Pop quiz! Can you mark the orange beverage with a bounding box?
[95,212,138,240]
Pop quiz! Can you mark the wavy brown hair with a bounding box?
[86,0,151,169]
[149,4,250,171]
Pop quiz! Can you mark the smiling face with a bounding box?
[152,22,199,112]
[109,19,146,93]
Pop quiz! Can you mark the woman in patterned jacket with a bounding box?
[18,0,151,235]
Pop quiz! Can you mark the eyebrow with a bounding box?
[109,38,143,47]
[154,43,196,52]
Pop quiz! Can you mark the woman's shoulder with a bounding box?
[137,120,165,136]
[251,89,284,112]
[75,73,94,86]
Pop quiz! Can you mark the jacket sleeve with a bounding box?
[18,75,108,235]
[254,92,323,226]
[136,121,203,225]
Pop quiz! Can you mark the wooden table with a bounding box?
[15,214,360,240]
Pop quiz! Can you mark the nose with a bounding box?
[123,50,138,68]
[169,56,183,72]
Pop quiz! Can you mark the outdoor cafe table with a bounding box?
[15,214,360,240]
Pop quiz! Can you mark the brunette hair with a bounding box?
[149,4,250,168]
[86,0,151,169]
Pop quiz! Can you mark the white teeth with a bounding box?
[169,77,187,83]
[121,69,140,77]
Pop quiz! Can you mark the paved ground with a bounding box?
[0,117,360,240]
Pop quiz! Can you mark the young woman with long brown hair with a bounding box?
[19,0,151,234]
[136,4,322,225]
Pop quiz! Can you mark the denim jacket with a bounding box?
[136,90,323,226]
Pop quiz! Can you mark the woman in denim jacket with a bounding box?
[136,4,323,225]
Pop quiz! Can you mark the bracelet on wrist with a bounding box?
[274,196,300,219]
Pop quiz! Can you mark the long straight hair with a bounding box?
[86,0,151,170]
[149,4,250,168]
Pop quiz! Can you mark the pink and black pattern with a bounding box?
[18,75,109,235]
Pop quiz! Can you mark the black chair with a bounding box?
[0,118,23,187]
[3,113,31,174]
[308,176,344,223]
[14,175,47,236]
□ □ □ □ □ □ □
◆ What is expected ◆
Find each line of the records above that contains the word "black" and copy it in full. A match must have the same capitalization.

◆ Full answer ◆
Pop quiz! Can you mark the pink and black pattern with a bounding box?
Pop quiz! Can you mark the black chair with a bounding box?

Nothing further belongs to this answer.